Exercise objective
Extract the complete data exactly as given.

(Position identification records)
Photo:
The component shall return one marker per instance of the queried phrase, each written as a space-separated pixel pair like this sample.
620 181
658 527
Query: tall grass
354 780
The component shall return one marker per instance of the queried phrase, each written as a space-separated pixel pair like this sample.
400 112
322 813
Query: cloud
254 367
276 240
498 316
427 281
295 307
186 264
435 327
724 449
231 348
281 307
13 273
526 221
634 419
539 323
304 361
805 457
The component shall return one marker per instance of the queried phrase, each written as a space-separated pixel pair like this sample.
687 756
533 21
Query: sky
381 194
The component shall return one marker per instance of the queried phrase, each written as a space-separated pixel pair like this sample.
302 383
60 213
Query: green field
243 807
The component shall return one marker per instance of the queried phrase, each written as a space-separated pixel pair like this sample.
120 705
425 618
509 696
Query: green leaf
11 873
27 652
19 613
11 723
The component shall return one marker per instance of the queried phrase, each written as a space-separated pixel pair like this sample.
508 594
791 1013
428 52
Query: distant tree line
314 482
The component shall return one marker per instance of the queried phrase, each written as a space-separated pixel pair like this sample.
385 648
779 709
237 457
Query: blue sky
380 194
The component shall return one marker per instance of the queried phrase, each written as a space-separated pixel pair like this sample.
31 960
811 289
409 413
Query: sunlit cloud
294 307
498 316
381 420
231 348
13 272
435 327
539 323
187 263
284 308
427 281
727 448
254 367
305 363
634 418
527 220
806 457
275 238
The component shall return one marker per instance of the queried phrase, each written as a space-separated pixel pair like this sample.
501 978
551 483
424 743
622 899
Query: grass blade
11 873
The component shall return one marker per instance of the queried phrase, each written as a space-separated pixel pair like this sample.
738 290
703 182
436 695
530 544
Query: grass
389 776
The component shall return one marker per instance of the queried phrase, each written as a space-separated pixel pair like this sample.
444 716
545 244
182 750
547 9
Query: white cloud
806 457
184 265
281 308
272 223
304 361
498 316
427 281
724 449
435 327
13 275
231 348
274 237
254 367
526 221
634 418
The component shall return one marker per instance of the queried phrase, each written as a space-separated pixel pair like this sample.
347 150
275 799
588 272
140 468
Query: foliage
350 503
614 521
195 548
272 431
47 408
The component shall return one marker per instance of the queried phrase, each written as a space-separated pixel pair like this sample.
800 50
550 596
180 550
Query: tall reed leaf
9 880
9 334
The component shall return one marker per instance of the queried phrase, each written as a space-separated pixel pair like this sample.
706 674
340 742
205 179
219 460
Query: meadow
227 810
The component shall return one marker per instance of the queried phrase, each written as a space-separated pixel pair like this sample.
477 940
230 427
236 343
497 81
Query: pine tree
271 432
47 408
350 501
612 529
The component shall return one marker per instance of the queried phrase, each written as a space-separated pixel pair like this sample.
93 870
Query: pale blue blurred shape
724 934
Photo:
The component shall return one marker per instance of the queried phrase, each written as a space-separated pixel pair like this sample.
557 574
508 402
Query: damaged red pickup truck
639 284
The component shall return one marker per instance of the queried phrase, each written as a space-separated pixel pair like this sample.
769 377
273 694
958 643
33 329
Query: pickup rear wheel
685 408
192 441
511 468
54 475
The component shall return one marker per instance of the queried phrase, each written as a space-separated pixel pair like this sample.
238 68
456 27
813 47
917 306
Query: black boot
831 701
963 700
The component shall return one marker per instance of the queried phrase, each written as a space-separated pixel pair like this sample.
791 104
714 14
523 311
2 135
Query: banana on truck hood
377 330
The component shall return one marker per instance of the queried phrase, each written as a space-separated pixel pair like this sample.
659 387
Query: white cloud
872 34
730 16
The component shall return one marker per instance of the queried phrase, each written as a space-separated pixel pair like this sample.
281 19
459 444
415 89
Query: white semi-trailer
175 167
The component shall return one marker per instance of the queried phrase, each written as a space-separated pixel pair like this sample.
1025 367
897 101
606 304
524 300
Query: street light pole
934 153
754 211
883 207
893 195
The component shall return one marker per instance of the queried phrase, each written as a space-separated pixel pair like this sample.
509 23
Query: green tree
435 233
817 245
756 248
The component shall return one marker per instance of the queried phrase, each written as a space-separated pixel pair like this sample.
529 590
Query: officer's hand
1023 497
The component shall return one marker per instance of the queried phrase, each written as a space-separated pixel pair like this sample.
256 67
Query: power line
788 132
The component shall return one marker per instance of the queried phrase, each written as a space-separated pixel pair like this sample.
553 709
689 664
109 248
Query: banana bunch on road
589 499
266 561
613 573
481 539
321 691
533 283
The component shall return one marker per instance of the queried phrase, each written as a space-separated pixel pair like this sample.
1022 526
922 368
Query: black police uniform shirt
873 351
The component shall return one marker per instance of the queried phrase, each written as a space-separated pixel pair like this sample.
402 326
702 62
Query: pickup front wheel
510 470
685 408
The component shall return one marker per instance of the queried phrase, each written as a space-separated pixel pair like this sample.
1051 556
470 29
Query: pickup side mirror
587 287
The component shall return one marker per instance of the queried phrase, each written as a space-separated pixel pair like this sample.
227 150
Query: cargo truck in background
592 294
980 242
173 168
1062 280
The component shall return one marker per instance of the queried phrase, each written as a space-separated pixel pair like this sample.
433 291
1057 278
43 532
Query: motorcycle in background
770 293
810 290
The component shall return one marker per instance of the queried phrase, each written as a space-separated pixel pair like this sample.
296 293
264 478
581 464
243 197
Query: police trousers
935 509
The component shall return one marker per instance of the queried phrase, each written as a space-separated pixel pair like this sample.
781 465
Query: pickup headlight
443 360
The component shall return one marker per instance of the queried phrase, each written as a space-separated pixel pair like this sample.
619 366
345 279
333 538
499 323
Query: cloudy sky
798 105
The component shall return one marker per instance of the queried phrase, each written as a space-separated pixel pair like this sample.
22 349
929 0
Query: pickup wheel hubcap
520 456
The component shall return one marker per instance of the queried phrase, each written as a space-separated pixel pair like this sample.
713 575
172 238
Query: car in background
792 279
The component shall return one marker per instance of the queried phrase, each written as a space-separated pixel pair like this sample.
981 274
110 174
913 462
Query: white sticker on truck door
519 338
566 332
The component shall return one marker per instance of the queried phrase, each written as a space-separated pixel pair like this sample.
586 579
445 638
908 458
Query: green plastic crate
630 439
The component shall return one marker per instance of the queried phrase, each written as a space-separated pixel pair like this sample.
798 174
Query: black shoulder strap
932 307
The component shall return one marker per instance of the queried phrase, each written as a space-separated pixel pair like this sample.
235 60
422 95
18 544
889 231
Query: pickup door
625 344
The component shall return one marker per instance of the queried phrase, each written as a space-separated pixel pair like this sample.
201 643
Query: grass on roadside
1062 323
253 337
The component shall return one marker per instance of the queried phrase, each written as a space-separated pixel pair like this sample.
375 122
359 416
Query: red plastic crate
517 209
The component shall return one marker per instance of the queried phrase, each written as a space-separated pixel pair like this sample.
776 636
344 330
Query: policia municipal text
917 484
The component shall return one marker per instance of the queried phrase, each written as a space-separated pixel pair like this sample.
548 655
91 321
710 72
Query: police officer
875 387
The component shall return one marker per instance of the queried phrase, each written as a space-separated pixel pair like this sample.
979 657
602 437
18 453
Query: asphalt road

Task solution
Photo:
The component shall return one marker per instance of the queried phrase, each written as a space-separated pixel pair like this sample.
620 181
658 527
Query: tall grass
354 780
The component shall return one marker per instance of the queried phrase, each written as a space-separated pixel pair like this sample.
400 112
322 813
Query: cloud
254 367
276 240
498 316
427 281
295 307
186 264
435 327
724 449
231 348
281 307
13 273
526 221
634 419
539 323
304 361
805 457
The component shall return one marker per instance of the queried phrase, each written as a space-separated pixel pair like this sample.
687 756
533 21
Query: sky
381 194
The component shall return one marker per instance of the queried phrase, each written as a space-separated pixel pair like this sample.
302 383
60 213
Query: green field
243 807
The component shall return one marker per instance of the queried phrase, each written as a space-separated pixel pair like this sample.
120 705
425 618
509 696
Query: green leaf
11 873
27 652
19 613
11 723
The component shall return one marker per instance of the queried phrase, each written as a space-separated pixel pair like this sample.
508 594
791 1013
428 52
Query: distant tree line
314 482
The component shall return one marker per instance of the queried phrase, each written as a space-separated pixel pair like this sample.
385 648
779 709
237 457
Query: blue sky
380 194
The component shall return one marker per instance of the queried phrase, each written as a space-separated pixel pair like this sample.
31 960
811 289
409 413
Query: sunlit cloud
294 307
498 316
381 420
231 348
13 272
435 327
539 323
187 263
284 308
427 281
727 448
254 367
305 363
634 418
527 220
806 457
275 238
The component shall return one marker per instance of the queried phrase, each written as a space-separated pixel pair like this sample.
501 978
551 483
424 743
622 899
Query: grass blade
11 873
The component shall return one marker per instance of the queried phrase, each written as a space-separated pixel pair like this sample.
738 290
703 182
436 695
530 544
Query: grass
389 776
The component shall return one marker per instance of the queried phrase, each written as a space-separated pixel pair like this sample.
444 716
545 244
182 750
547 9
Query: white cloud
806 457
184 265
281 308
272 223
304 361
498 316
427 281
724 449
435 327
13 275
231 348
274 237
254 367
526 221
634 418
The component shall return one marker per instance of the queried phrase, each written as a space-separated pixel pair like this sample.
347 150
275 799
588 272
140 468
Query: foliage
350 503
614 521
195 548
272 431
47 408
The component shall return one marker per instance of the queried phrase, each written as a space-separated pixel pair like this sample.
800 50
550 596
180 550
Query: tall reed leaf
9 880
9 334
The component shall return one marker per instance of the queried phrase, each written as a space-separated pixel pair like this sample.
706 674
340 742
205 179
219 460
Query: meadow
227 810
The component shall return one marker per instance of the queried phrase, each written as a space-separated pixel pair like this sample.
477 940
230 427
236 343
497 81
Query: pine tree
271 432
47 408
350 501
612 529
The component shall return one marker per instance of the queried phrase, each written as a space-separated pixel pair like this sample.
93 870
Query: pale blue blurred shape
724 934
Photo:
The component shall return one marker per instance of the queried phrase, each written as a space-separated pixel pair like this sample.
557 574
508 402
Query: damaged red pickup truck
639 284
The component shall return one marker per instance of the queried phrase, each written as a space-separated pixel pair like this sample.
769 377
273 694
958 643
33 329
Query: pickup rear wheel
685 408
192 441
511 468
54 475
The component shall return one marker per instance of the queried phrase, each written as a space-separated pixel pair like this sample.
238 68
456 27
813 47
917 306
Query: black boot
831 701
963 700
The component shall return one marker per instance of the queried phrase, each written as a space-separated pixel pair like this sample.
791 104
714 14
523 311
2 135
Query: banana on truck hood
377 330
The component shall return one marker per instance of the queried phrase, each written as a space-separated pixel pair like this sample.
659 387
Query: white cloud
872 34
730 16
The component shall return one marker per instance of the queried phrase, each written as a space-separated pixel pair like this sample.
281 19
459 444
415 89
Query: white semi-trailer
175 167
The component shall return one marker per instance of the queried phrase, each written as a space-separated pixel pair like this sample.
1025 367
897 101
606 304
524 300
Query: street light pole
934 153
754 211
883 207
893 195
The component shall return one marker per instance of the queried phrase, each written as a space-separated pixel pair like this sample.
509 23
Query: green tree
435 233
817 245
756 248
The component shall return one marker per instance of the queried phrase, each written as a space-separated pixel pair like this sample.
529 590
Query: officer's hand
1023 497
The component shall return one marker per instance of the queried phrase, each written as a space-separated pixel pair like this sample.
256 67
Query: power line
788 132
The component shall return one marker per instance of the queried phrase, each written as a space-separated pixel pair like this sample.
553 709
689 664
109 248
Query: banana bunch on road
589 499
266 561
613 573
481 539
321 691
533 283
The component shall return one marker per instance of the queried phrase, each written as a space-separated pixel pair like this sample.
1022 526
922 368
Query: black police uniform shirt
873 351
The component shall return one marker per instance of the queried phrase, each written as a space-separated pixel pair like this sample.
402 326
702 62
Query: pickup front wheel
510 470
685 408
The component shall return one marker per instance of the queried phrase, each written as a space-separated pixel pair like this sample.
1051 556
470 29
Query: pickup side mirror
587 287
The component shall return one marker per instance of the queried phrase, each written as a space-separated pixel pair like this sample.
227 150
Query: cargo truck in background
592 294
980 242
173 168
1062 280
The component shall return one marker per instance of the queried phrase, each written as a space-separated pixel pair like this sample.
433 291
1057 278
43 532
Query: motorcycle in background
770 293
810 290
The component shall return one marker per instance of the queried phrase, each written as a space-separated pixel pair like this sample.
296 293
264 478
581 464
243 197
Query: police trousers
935 509
The component shall return one marker per instance of the queried phrase, each written as a space-separated pixel pair like this sample.
781 465
Query: pickup headlight
443 360
The component shall return one marker per instance of the queried phrase, each written as a space-separated pixel pair like this sample.
619 366
345 279
333 538
499 323
Query: cloudy sky
798 105
The component shall return one marker per instance of the queried phrase, each written as a space-separated pixel pair like this sample.
22 349
929 0
Query: pickup wheel hubcap
520 456
The component shall return one marker per instance of the queried phrase, each written as a space-separated pixel pair like this sample.
713 575
172 238
Query: car in background
792 279
The component shall return one marker per instance of the queried phrase, each written as a space-separated pixel pair like this sample.
981 274
110 174
913 462
Query: white sticker on truck door
519 338
566 332
The component shall return one marker per instance of the queried phrase, each written as a space-separated pixel pair like this sample.
586 579
445 638
908 458
Query: green plastic crate
630 439
The component shall return one marker per instance of the queried phrase, each written as a space-separated pixel pair like this sample.
798 174
Query: black shoulder strap
932 307
The component shall return one marker per instance of the queried phrase, each written as a space-separated pixel pair like this sample.
235 60
422 95
18 544
889 231
Query: pickup door
625 344
The component shall return one marker per instance of the queried phrase, each written as a space-separated pixel pair like this sample.
201 643
Query: grass on roadside
1062 323
253 337
The component shall return one marker per instance of the queried phrase, each written as a space-separated pixel pair like this sample.
375 122
359 416
Query: red plastic crate
517 209
The component shall return one marker per instance of the queried phrase, each written as a space-separated pixel pair like this sample.
776 636
344 330
Query: policia municipal text
917 484
The component shall return one marker per instance of the queried phrase, each written as a space-separated pixel pair like this sample.
548 655
91 321
710 72
Query: police officer
875 387
The component shall return one marker per instance of the queried phrase, each written as a space-separated pixel pair like this sample.
979 657
602 437
18 453
Query: asphalt road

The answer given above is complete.